== Tarefa escrita 1 ==
Conte as linhas dos registros em que aparece a palavra "closet", distinguindo maiúsculas de minúsculas. Quantas são? Responda só com o número.

== Página ==
=-=-=-=-=
O contexto no qual despontou a agricultura familiar da
Região Sul do Brasil é um exemplo desse enfretamento que se dá, mesmo
prevalecendo uma outra lógica de apropriação privada terras no território
nacional. As circunstâncias históricas engendradas naquela região
possibilitaram uma diferença essencial na estratégia de reprodução
socioeconômica do agricultor familiar brasileiro: sua resistência social, a
luta pela terra, fez com que ele forjasse a si mesmo e às suas condições de existência e reprodução
socioeconômica tornando-se um ator social relevante na instituição do espaço
rural da Região Sul do Brasil.
=-=-=-=-=
== Registros exibidos ==
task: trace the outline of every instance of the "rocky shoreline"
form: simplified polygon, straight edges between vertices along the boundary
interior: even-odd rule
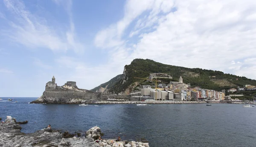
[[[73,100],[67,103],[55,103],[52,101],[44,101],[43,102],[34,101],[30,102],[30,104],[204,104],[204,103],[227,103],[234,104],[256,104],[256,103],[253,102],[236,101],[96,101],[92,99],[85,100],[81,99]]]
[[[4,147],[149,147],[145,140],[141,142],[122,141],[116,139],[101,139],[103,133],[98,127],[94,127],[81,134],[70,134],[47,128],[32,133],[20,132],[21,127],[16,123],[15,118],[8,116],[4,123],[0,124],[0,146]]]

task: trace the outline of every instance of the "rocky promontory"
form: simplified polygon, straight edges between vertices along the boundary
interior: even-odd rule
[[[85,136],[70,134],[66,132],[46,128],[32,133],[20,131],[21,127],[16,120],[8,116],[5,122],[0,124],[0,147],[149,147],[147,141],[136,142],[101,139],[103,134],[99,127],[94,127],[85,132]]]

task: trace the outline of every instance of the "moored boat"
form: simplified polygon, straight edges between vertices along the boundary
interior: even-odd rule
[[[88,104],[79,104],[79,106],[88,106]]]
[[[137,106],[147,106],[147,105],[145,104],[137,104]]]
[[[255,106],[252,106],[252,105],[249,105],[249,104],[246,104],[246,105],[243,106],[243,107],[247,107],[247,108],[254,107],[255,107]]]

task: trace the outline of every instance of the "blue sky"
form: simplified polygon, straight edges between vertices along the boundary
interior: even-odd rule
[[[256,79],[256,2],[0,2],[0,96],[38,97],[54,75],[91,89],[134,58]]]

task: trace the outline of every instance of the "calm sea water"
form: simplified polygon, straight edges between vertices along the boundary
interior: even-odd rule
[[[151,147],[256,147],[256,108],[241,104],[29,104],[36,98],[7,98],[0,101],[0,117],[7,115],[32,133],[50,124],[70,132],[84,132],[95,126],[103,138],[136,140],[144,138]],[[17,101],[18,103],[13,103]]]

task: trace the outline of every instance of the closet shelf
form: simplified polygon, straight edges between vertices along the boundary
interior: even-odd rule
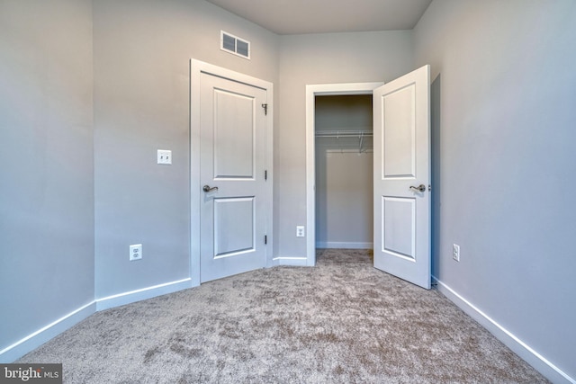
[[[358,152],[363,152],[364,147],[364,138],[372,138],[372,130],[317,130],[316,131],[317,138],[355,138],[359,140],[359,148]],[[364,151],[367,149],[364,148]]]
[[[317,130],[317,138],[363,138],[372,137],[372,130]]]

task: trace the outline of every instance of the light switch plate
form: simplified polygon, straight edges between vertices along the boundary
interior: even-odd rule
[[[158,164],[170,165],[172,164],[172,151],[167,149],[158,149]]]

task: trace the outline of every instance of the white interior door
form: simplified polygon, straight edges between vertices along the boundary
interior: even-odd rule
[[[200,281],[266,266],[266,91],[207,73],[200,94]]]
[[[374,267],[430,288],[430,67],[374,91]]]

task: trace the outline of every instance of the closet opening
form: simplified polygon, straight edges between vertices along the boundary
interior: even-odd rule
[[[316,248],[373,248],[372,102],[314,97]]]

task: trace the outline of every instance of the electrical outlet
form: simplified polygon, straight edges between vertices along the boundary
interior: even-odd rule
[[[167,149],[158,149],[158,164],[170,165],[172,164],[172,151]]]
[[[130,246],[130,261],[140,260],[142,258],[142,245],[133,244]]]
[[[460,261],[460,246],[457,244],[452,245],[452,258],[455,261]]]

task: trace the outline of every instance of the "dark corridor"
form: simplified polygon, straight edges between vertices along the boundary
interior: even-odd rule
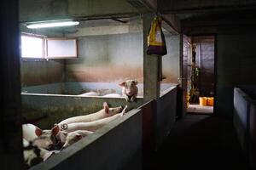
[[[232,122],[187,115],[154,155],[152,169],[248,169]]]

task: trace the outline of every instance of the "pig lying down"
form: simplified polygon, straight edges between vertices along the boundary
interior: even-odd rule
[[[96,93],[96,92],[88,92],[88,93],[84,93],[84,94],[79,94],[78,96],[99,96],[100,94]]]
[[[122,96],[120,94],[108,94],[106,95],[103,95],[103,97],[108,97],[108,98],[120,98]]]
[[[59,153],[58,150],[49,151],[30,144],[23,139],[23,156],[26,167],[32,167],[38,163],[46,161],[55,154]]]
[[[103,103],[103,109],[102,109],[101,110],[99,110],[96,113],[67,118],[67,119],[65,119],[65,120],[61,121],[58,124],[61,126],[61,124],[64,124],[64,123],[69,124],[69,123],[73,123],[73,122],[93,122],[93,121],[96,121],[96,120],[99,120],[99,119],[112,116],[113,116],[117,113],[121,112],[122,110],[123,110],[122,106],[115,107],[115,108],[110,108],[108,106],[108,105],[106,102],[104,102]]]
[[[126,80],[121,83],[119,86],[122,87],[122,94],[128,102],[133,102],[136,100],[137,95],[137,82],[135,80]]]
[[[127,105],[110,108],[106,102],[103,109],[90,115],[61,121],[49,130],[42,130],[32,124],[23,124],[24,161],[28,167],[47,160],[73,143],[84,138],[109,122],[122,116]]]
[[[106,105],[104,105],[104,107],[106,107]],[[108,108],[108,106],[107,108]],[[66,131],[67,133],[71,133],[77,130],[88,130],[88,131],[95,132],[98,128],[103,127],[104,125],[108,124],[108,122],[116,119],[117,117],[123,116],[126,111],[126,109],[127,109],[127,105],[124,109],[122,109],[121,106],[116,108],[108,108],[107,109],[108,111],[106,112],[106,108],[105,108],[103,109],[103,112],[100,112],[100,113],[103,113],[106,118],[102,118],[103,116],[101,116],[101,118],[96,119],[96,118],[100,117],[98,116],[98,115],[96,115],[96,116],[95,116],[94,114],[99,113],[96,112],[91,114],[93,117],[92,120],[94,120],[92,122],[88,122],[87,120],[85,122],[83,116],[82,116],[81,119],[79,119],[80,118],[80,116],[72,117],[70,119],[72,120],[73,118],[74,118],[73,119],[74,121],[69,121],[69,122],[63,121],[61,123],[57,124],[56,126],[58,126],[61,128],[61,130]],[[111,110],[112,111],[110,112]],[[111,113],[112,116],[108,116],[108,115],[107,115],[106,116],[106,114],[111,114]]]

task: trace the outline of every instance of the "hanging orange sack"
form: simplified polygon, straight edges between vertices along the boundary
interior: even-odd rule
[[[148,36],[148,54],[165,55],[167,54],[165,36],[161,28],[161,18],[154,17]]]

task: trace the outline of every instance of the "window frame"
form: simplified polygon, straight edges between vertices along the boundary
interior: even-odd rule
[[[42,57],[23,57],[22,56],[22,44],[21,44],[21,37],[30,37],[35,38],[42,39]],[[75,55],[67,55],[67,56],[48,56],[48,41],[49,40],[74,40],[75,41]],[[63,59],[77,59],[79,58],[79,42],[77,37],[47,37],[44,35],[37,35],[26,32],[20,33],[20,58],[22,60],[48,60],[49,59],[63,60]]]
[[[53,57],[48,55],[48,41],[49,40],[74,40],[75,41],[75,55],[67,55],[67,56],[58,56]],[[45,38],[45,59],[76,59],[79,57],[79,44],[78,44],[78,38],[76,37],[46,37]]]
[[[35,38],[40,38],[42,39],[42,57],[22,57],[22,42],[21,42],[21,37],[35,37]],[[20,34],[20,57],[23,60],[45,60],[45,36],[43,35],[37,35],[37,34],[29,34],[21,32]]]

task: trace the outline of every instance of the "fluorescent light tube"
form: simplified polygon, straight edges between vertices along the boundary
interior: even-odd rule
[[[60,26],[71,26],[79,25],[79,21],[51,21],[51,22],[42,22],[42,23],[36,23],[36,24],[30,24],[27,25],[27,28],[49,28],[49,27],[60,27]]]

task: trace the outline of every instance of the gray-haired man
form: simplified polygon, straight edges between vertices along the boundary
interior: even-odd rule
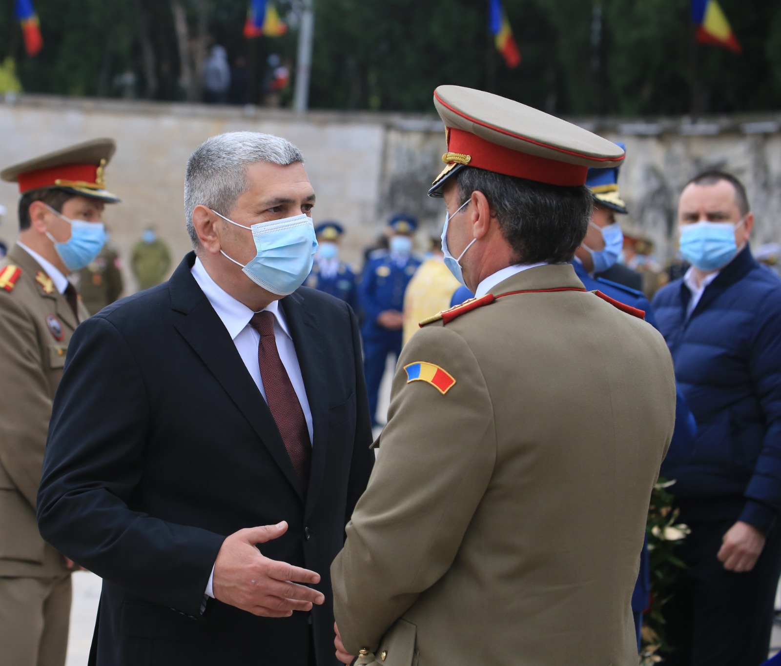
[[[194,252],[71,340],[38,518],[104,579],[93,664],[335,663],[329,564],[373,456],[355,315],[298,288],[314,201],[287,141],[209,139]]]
=-=-=-=-=
== Tarefa escrita 2 ==
Dê continuidade ao texto sobre a agricultura familiar da Região Sul do Brasil, começando logo depois da última frase mostrada acima.

== Resultado da tarefa 1 ==
2

== Resultado da tarefa 2 ==
Delimita-se, ao menos, em quatro períodos o processo
de instituição do espaço rural na Região Sul do Brasil: desenho territorial,
desempenho agropecuário, combate à degradação dos solos e consolidação dos
principais atores sociais. O primeiro período é marcado pela organização social
e produtiva do território a partir dos núcleos coloniais em resposta ao
desabastecimento regional, decorrente da desestruturação do sistema colonial,
nos anos de 1870 e 1900; o segundo período é marcado pelos conflitos entre
posseiros e empresas colonizadoras, pela política oficial de colonização e pela
ascensão de um novo ator, o agricultor familiar, nos anos de 1910 e 1950; o
terceiro período é marcado pela intensificação do processo mecanização
agropecuária, forte crescimento agrícola, êxodo rural e agravamento da
degradação dos solos, nos anos de 1960 e 1980; o quarto período é marcado pela
política de combate à degradação dos solos e de fortalecimento da agricultura
familiar, nos anos de 1990 e 2000.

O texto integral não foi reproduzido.